[Object location annotation data]
=-=-=-=-=
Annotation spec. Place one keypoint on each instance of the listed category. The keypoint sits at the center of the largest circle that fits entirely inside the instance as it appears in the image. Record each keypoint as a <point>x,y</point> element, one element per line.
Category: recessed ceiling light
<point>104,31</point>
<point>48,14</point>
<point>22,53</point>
=-=-=-=-=
§ Exercise brief: Arrange the items above as a two-column CSV with the header columns "instruction" and "keypoints", one row per item. Put each item's text and its answer in a single quoted field each, replacing line breaks with spaces.

§ The solution:
instruction,keypoints
"Annotation spec. Place one keypoint on each instance of the listed category. The keypoint sits at the center of the largest circle that fits entirely inside the instance as it appears in the image. Record each keypoint as a <point>x,y</point> element, one element per line. Category: recessed ceiling light","<point>104,31</point> <point>48,14</point> <point>22,53</point>"